● **Work instruction**
Give every line of the data again, exactly.

● **Available records**
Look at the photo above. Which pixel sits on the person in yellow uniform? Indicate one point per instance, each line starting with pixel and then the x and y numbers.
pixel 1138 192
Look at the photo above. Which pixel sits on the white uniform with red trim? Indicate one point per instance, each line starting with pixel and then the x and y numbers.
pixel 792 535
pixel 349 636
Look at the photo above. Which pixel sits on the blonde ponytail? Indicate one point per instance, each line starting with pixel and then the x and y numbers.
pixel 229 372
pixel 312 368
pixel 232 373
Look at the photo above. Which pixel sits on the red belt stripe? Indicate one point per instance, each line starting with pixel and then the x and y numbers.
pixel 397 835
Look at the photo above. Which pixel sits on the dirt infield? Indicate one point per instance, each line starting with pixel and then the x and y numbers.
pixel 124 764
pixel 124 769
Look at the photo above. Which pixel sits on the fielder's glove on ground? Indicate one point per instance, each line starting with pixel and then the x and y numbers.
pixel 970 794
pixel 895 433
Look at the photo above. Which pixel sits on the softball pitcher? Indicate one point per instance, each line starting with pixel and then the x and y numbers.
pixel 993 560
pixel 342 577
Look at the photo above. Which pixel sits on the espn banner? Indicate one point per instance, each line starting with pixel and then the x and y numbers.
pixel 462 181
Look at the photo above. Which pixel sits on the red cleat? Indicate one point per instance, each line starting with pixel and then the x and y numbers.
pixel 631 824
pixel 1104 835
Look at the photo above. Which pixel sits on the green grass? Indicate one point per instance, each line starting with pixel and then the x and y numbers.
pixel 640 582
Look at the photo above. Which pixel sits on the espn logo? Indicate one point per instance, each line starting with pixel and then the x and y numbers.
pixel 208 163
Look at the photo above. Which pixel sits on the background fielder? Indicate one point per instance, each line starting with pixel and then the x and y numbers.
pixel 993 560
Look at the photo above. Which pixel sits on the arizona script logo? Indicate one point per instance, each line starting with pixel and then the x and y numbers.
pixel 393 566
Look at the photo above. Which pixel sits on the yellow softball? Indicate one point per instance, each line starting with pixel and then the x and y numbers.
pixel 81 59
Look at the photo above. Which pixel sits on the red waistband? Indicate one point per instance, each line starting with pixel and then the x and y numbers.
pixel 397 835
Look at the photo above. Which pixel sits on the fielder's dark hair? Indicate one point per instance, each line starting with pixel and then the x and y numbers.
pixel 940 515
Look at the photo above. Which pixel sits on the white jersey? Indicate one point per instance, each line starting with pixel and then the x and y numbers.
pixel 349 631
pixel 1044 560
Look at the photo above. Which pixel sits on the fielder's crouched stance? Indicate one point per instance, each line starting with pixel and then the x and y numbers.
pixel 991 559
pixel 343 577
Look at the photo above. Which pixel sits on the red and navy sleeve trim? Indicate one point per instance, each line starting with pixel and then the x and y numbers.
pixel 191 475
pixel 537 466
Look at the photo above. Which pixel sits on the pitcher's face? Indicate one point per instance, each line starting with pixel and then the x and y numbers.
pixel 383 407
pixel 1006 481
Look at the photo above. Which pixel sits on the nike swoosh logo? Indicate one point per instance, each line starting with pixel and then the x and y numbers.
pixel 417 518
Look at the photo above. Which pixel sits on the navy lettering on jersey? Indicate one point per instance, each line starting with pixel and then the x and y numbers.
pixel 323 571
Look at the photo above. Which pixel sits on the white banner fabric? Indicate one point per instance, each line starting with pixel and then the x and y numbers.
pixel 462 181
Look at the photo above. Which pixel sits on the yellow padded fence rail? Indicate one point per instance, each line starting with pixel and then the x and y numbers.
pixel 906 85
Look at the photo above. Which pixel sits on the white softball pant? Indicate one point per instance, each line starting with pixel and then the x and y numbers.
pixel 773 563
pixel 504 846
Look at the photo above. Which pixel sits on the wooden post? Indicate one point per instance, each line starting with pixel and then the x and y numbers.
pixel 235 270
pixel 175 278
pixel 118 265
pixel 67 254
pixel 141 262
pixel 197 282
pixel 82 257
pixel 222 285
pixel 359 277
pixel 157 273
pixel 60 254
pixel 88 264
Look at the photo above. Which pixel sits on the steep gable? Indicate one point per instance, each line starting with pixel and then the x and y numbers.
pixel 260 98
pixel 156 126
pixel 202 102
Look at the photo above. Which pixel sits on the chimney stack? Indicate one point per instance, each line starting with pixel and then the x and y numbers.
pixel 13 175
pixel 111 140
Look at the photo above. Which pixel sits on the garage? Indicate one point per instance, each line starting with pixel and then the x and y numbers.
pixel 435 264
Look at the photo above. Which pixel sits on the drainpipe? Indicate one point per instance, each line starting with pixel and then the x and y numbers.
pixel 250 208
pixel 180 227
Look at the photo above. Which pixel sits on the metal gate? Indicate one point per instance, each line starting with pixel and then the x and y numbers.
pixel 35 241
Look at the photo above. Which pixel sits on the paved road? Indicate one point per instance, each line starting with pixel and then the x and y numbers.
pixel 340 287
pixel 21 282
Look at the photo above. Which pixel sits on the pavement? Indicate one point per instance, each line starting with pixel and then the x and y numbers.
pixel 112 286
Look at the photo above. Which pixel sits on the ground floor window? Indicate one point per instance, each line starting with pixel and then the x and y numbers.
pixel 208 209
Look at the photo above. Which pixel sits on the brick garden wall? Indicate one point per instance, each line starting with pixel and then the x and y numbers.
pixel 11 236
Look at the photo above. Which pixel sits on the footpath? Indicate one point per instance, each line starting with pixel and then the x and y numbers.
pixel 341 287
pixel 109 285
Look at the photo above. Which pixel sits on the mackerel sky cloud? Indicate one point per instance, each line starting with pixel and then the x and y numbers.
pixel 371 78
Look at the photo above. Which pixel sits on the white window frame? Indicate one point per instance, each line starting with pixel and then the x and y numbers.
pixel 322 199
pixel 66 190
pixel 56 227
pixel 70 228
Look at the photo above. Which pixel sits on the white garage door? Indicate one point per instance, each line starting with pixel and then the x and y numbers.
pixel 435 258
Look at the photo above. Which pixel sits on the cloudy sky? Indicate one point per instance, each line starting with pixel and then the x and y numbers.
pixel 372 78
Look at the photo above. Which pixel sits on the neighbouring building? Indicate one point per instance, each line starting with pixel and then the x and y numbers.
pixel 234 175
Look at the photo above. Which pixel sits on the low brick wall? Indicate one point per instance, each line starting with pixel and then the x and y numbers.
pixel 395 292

● **Written solution**
Look at the photo above. Which pixel sits on the person in yellow uniform? Indicate one point per instance, each line starting with pixel and then the x and y numbers.
pixel 1138 192
Look at the photo above. Which pixel sits on the white uniform with red trim? Indicate one point per instance, each line starting with pixel and then the x and y numbers.
pixel 792 535
pixel 349 636
Look at the photo above. Which pixel sits on the blonde ponytail? Indicate one point per instance, each line starting with pixel and then the x and y numbers.
pixel 229 372
pixel 312 368
pixel 232 373
Look at the photo above. Which pixel sits on the red belt stripe? Indicate one point per instance, each line starting with pixel and then the x and y numbers.
pixel 397 835
Look at the photo above. Which pixel sits on the dirt infield? Indicate one point per instance, each line starting with pixel and then the x and y numbers.
pixel 124 764
pixel 124 769
Look at the photo above. Which pixel sits on the fielder's glove on ground? Indicate one point per instance, each line starting with pixel and then the x and y numbers.
pixel 970 794
pixel 895 433
Look at the photo above. Which pixel sits on the softball pitcher? Indicate one point per instance, each line starting with pixel and then the x and y numbers.
pixel 993 560
pixel 342 577
Look at the photo above. Which pixel sits on the espn banner? Indicate one point per instance, each line starting with pixel and then the x and y numbers.
pixel 462 181
Look at the photo above. Which pixel sits on the red cleat? Indicate one point per instance, each line starting with pixel and then the x and y numbers.
pixel 631 824
pixel 1104 835
Look at the photo above. Which pixel sits on the green grass? Indicate one point per instance, each line starting with pixel and then the x and y numbers.
pixel 640 582
Look at the photo above. Which pixel sits on the espn logo? Indicate one point per instance, each line starting with pixel and then the x and y numbers.
pixel 208 163
Look at the photo above. Which pixel sits on the background fielder? Indicate one point per instance, each line starting with pixel and then the x and y numbers.
pixel 993 560
Look at the photo above. Which pixel sits on the arizona script logo? Indicate one point per instance, each line starting with pixel and then the x and y numbers.
pixel 393 566
Look at the photo above. Which pixel sits on the yellow softball? Indicate one point per instance, each line starting with pixel and then the x and y numbers.
pixel 81 59
Look at the photo above. Which pixel sits on the red waistband? Indicate one point per instance, each line starting with pixel and then the x and y numbers.
pixel 397 835
Look at the photo above. Which pixel sits on the fielder's dark hair? Indicate one point per instance, each line starting with pixel and then the x and y numbers.
pixel 940 515
Look at the photo above. Which pixel sits on the white jersey? Indicate one point per instance, each line starting with pixel and then the x and y numbers.
pixel 349 631
pixel 1044 560
Look at the photo above. Which pixel sits on the fielder's crouched stance? Indicate one point per instance, each line starting with pixel and then the x and y numbers.
pixel 991 559
pixel 343 577
Look at the photo above. Which pixel sits on the red and navy sleeve trim? Indicate one point per instance, each line starting with pixel and then the x and y numbers.
pixel 191 475
pixel 537 466
Look at the photo above. Which pixel sits on the pitcher's face? Indicate one point per instance, each line starting with pixel and then the x and y numbers.
pixel 383 407
pixel 1006 481
Look at the photo above. Which pixel sits on the nike swoosh logo? Indicate one point per instance, each line starting with pixel and then the x and y numbers.
pixel 417 518
Look at the photo above. Which pixel sits on the navy lettering on jersey? Indicate one point per instance, each line starting with pixel and then the x and y numbers.
pixel 323 571
Look at the photo above. Which pixel sits on the white banner fabric? Indicate one point per instance, each line starting with pixel and then the x and y numbers.
pixel 462 181
Look at the photo above. Which pixel sits on the yellow padded fence rail? Indicate one point per instance, each line starting with pixel and then the x and y numbers.
pixel 906 85
Look at the photo above. Which pixel sits on the white softball pant? Indicate one point per instance, each line starting with pixel and then the x and y numbers.
pixel 773 563
pixel 504 846
Look at the photo above. Which pixel sits on the wooden post? Indicate one point per instance, each line starting with pixel and then the x and y numbers.
pixel 235 270
pixel 175 278
pixel 118 265
pixel 67 254
pixel 141 262
pixel 197 282
pixel 82 257
pixel 222 285
pixel 359 277
pixel 157 273
pixel 60 254
pixel 88 264
Look at the photo above. Which pixel sits on the steep gable? Indicate one point per instance, each line starting with pixel and then the x and y numbers.
pixel 260 98
pixel 156 126
pixel 202 102
Look at the photo above. Which pixel sits on the chimney stack? Indicate one point per instance, each line starting with pixel and then the x and y numbers.
pixel 13 175
pixel 111 140
Look at the photo above. Which pixel sits on the garage? Indicate one point per instance, each line starting with pixel and then the x and y numbers.
pixel 435 264
Look at the photo above. Which pixel sits on the drainpipe? Indicate one point per instance, each line starting with pixel and then the x and y numbers.
pixel 250 208
pixel 180 227
Look at the photo above. Which pixel sits on the metal gate? Indicate one point per instance, each line starting with pixel and then the x and y numbers.
pixel 35 241
Look at the photo above. Which pixel sits on the paved road? Indicate one point per instance, each line starting with pixel and then the x and y numbers.
pixel 340 287
pixel 21 282
Look at the photo above. Which pixel sits on the pavement? Indicate one point per instance, each line starting with pixel and then the x and y numbers.
pixel 112 286
Look at the photo above. Which pixel sits on the ground floor window? Indicate one point per instance, each line starting with pixel and then the x and y numbers.
pixel 208 209
Look at the photo above. Which pixel sits on the brick garden wall? Indicate one point per instance, each line starting with pixel and then the x and y numbers.
pixel 11 236
Look at the photo above. Which pixel sits on the footpath? Indicate one point per instance, each line starting with pixel and then the x and y numbers.
pixel 341 287
pixel 109 285
Look at the photo above. Which pixel sits on the mackerel sky cloud? Indicate one point per instance, each line starting with pixel and then the x and y numbers.
pixel 371 78
Look at the photo above. Which pixel sits on the white window frame? Indicate one point per instance, each line starting with pixel and then the x and y numbers.
pixel 322 199
pixel 66 190
pixel 56 227
pixel 70 228
Look at the photo above. Which pixel sits on the white garage door? Indicate one point per instance, each line starting with pixel and then the x and y numbers.
pixel 435 258
Look at the photo above. Which pixel sits on the cloudy sky? Indicate one point per instance, each line starting with pixel and then the x and y numbers.
pixel 372 78
Look at the photo above. Which pixel sits on the neighbouring building? Indicate one point per instance, each line starting with pixel and then the x and y numbers.
pixel 234 175
Look at the photo above. Which pixel sits on the low brick wall? Indicate one point per instance, each line starting with pixel and then the x and y numbers.
pixel 395 292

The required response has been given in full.